• _Aim of the exercise_: Rewrite everything from the line containing "Segment out woman's bent" down to the line containing "[[0, 0, 102, 232]]" in the items below, renaming "white shelving unit" to "white bookcase" and leaving all else unchanged.
* BEGIN *
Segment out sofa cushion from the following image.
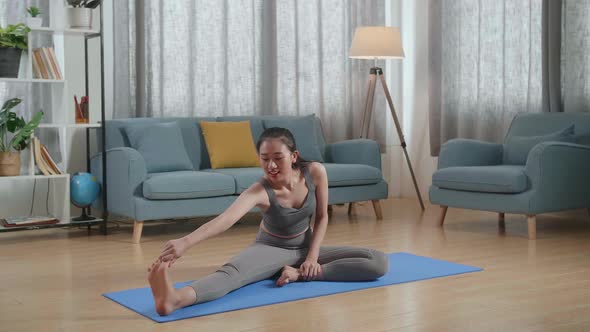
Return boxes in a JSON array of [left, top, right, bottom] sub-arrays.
[[432, 165, 528, 194], [324, 163, 383, 187], [264, 114, 324, 162], [203, 167, 264, 194], [503, 125, 576, 165], [125, 122, 193, 173], [200, 121, 260, 168], [217, 115, 264, 145], [143, 171, 236, 199]]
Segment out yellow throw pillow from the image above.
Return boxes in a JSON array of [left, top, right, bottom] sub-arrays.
[[200, 121, 260, 168]]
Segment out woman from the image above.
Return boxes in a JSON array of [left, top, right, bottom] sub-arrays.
[[148, 127, 389, 315]]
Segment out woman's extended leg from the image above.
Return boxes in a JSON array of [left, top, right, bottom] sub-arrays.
[[148, 243, 304, 315], [277, 247, 389, 286]]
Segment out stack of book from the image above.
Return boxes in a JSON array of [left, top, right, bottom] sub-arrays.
[[32, 47, 63, 80], [33, 137, 62, 175]]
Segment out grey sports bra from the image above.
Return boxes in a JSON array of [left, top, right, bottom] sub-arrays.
[[261, 167, 316, 236]]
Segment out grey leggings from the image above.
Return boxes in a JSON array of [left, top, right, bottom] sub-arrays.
[[190, 230, 389, 303]]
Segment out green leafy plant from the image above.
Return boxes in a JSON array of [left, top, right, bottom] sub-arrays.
[[27, 6, 43, 17], [0, 23, 31, 50], [67, 0, 100, 9], [0, 98, 43, 152]]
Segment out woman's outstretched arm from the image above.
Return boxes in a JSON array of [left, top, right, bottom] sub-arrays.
[[300, 163, 328, 280], [160, 182, 266, 264]]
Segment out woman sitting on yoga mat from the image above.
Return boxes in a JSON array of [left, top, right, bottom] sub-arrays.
[[148, 127, 389, 315]]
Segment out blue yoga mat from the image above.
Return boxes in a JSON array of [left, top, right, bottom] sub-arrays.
[[103, 253, 482, 323]]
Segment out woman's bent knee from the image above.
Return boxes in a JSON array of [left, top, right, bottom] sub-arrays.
[[370, 250, 389, 279]]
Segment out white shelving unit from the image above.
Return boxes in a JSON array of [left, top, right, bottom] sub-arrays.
[[0, 0, 102, 232]]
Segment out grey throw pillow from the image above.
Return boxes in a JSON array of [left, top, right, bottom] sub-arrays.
[[264, 114, 324, 162], [124, 122, 193, 173], [504, 125, 576, 165]]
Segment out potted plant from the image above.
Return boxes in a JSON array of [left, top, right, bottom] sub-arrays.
[[0, 23, 31, 77], [27, 6, 43, 28], [67, 0, 100, 29], [0, 98, 43, 176]]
* END *
• _Reply_:
Segment out woman's bent knee from the image above.
Return boxes in a JSON array of [left, top, right, bottom] sub-arrays.
[[370, 250, 389, 279]]
Segment out white bookcase from the image above.
Return boxes in a JSON array of [left, top, right, bottom] sub-arrays.
[[0, 0, 102, 232]]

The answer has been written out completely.